- [Task to complete]
Render every line of the records below as a JSON list of strings, one string per line, with blank lines omitted. Leave the pictures out of the list.

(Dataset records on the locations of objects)
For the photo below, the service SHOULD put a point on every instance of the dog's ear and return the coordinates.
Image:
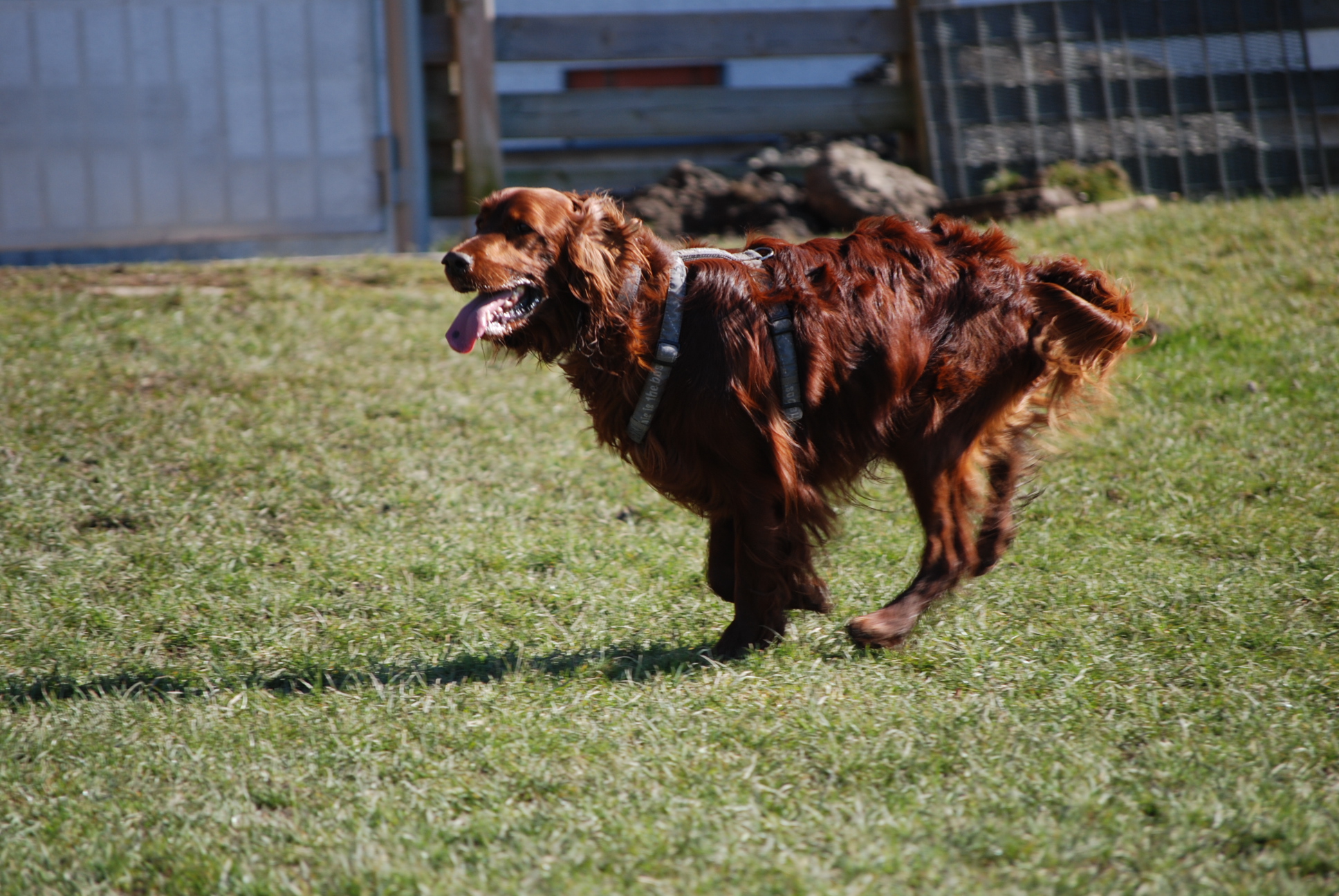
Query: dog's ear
(600, 236)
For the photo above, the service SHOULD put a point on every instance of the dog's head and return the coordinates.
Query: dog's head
(543, 263)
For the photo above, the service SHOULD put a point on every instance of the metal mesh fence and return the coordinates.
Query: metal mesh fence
(1193, 97)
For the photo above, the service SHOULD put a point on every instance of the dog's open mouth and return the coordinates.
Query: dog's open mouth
(493, 315)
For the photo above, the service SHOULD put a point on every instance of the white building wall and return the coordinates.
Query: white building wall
(142, 122)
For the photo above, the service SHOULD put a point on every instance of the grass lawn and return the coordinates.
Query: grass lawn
(295, 600)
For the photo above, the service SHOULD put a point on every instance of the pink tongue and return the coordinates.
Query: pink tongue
(470, 324)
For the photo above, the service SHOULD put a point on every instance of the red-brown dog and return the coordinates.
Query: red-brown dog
(934, 348)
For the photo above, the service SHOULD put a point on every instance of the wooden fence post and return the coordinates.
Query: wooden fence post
(481, 130)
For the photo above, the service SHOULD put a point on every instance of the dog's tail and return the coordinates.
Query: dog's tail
(1085, 321)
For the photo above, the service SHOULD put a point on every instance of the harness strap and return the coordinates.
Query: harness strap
(667, 353)
(667, 346)
(784, 341)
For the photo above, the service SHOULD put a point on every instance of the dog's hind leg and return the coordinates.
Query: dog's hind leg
(806, 591)
(1007, 463)
(944, 501)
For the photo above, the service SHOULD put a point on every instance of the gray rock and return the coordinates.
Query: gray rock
(849, 183)
(1037, 201)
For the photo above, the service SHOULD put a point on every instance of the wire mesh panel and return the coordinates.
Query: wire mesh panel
(1193, 97)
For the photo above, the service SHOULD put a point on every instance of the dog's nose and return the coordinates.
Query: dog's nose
(457, 261)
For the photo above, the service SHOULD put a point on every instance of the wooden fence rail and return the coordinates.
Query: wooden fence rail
(712, 114)
(692, 111)
(721, 35)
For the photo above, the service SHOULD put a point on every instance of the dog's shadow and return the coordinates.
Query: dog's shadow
(616, 662)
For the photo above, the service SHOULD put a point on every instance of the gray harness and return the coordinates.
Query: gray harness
(667, 344)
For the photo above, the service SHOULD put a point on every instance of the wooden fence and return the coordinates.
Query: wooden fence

- [Result for this exercise]
[
  "For the photo below, the service SHOULD put a point on every instance of the dog's ear and return the coordinates.",
  "Image:",
  "Query: dog's ear",
  "(600, 236)",
  "For the photo above, the service SHOULD put a point on every instance of the dog's head and return the coordinates.",
  "Query: dog's head",
  "(543, 263)",
  "For the photo above, the service SHOULD put a point on every instance of the metal mesh fence and return the coordinates.",
  "Query: metal mesh fence",
  "(1193, 97)",
  "For the photo above, the service SHOULD put a point on every instance of the dog's open mouth and return the coordinates.",
  "Query: dog's open mouth",
  "(493, 315)",
  "For the photo above, the service SHOULD put a point on every instance of the white building wall and return the coordinates.",
  "Query: white building wall",
  "(142, 122)",
  "For the photo above, the service SHOULD put a point on every instance of the grass lawn and return the coordinates.",
  "Query: grass lawn",
  "(295, 600)",
  "For the photo above, the service SHOULD put a point on every instance of the pink tongue and return the coordinates.",
  "Query: pink tongue",
  "(470, 324)",
  "For the photo above, the service SHOULD put a point on every instance of the red-brown dog and return the coordinates.",
  "Query: red-brown dog",
  "(934, 348)",
  "For the photo above, the service SHOULD put a point on every instance of the wooden fence post and return the coordinates.",
  "Query: wooden fence post",
  "(481, 130)",
  "For the photo above, the service SHOULD put a point on every instance of the dog's tail and return the coordinates.",
  "Query: dog's tail",
  "(1085, 321)",
  "For the photo above, the service SHOULD put a point on every instance of the harness strap and return the coordinates.",
  "Query: harness strap",
  "(667, 353)",
  "(667, 346)",
  "(784, 341)",
  "For the photo above, the service SHOULD put a point on every instance of the dog's hind leg and return the coordinates.",
  "Query: dog's hind leg",
  "(806, 591)",
  "(1007, 463)",
  "(944, 501)",
  "For the photo above, the service SHOULD put a point on every instance of the gray rock and return the coordinates.",
  "Query: gray rock",
  "(849, 183)",
  "(1037, 201)",
  "For the photo above, the service SHOULD put a point on every instance of the wire mesh panel and return the coordinates.",
  "Query: wire mesh panel",
  "(1193, 97)",
  "For the photo above, the service SHOULD put a point on every instance of the dog's nose and return the coordinates.",
  "Query: dog's nose",
  "(457, 261)",
  "For the photo above, the service SHOULD put a point on every instance of the wooden fence rail and return the coordinates.",
  "Query: wooden fence rail",
  "(712, 114)",
  "(692, 111)",
  "(721, 35)",
  "For the photo above, the service SHOULD put a point on every instance of the dog's shadow and return the coordinates.",
  "Query: dog's shadow",
  "(616, 662)",
  "For the photo above, the service SHOULD put a point on every instance of the gray harness and return the coordinates.",
  "Query: gray harness",
  "(667, 344)",
  "For the photo above, the service SHOULD put a point on every instance of the wooden fence and return the coordinates.",
  "Query: wooden fence"
]